Task directions:
Arrange every line of the data below as a Markdown table with two columns, Row for the row number and Line for the text, leaving out blank lines. Omit the pictures.

Segment Start: Recorded data

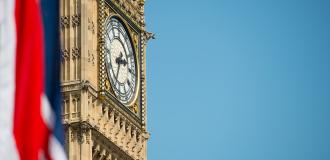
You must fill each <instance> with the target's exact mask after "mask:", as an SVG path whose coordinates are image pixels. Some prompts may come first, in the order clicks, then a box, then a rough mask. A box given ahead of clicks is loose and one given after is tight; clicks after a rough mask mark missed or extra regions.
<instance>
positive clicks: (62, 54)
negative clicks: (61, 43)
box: [61, 49, 69, 61]
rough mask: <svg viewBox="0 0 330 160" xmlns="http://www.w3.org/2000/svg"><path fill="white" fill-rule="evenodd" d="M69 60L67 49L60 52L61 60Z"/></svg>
mask: <svg viewBox="0 0 330 160" xmlns="http://www.w3.org/2000/svg"><path fill="white" fill-rule="evenodd" d="M68 58H69V51H68V50H67V49H62V50H61V60H62V61H63V60H67V59H68Z"/></svg>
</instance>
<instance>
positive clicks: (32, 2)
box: [14, 0, 49, 160]
mask: <svg viewBox="0 0 330 160" xmlns="http://www.w3.org/2000/svg"><path fill="white" fill-rule="evenodd" d="M15 18H16V30H17V51H16V80H15V83H16V91H15V110H14V112H15V113H14V136H15V140H16V146H17V149H18V152H19V155H20V158H21V159H22V160H35V159H39V157H40V156H41V155H40V154H46V155H47V153H46V151H47V150H46V148H47V140H48V135H49V130H48V129H47V127H46V124H45V123H44V121H43V119H42V117H41V95H42V92H43V90H44V64H43V63H44V62H43V61H44V43H43V29H42V20H41V13H40V8H39V5H38V4H37V0H16V6H15ZM43 152H44V153H43ZM46 157H48V156H46Z"/></svg>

Segment End: Recorded data

Answer below:
| Row | Line |
|---|---|
| 1 | You must fill each <instance> with the target's exact mask after "mask:", as an SVG path whose coordinates are image pixels. Some prompts may come first, in the order clicks, then a box, then a rough mask. A box given ahead of clicks is loose and one given after is tight; clicks after a rough mask mark missed or extra regions. |
| 2 | <instance> |
| 3 | positive clicks: (62, 54) |
| 4 | negative clicks: (61, 43) |
| 5 | box: [61, 49, 69, 61] |
| 6 | rough mask: <svg viewBox="0 0 330 160" xmlns="http://www.w3.org/2000/svg"><path fill="white" fill-rule="evenodd" d="M69 60L67 49L60 52L61 60Z"/></svg> |
| 7 | mask: <svg viewBox="0 0 330 160" xmlns="http://www.w3.org/2000/svg"><path fill="white" fill-rule="evenodd" d="M68 58H69V51H68V50H67V49H62V50H61V60H62V61H63V60H67V59H68Z"/></svg> |
| 8 | </instance> |
| 9 | <instance> |
| 10 | positive clicks: (32, 2) |
| 11 | box: [14, 0, 49, 160] |
| 12 | mask: <svg viewBox="0 0 330 160" xmlns="http://www.w3.org/2000/svg"><path fill="white" fill-rule="evenodd" d="M15 18H16V30H17V51H16V80H15V83H16V91H15V110H14V112H15V113H14V136H15V140H16V146H17V149H18V152H19V155H20V158H21V159H22V160H35V159H39V157H40V156H41V155H40V154H46V155H47V153H46V151H47V150H46V148H47V140H48V135H49V130H48V129H47V127H46V124H45V123H44V121H43V119H42V117H41V95H42V92H43V90H44V64H43V63H44V62H43V61H44V43H43V29H42V20H41V13H40V8H39V5H38V4H37V0H16V6H15ZM43 152H44V153H43ZM46 157H48V156H46Z"/></svg> |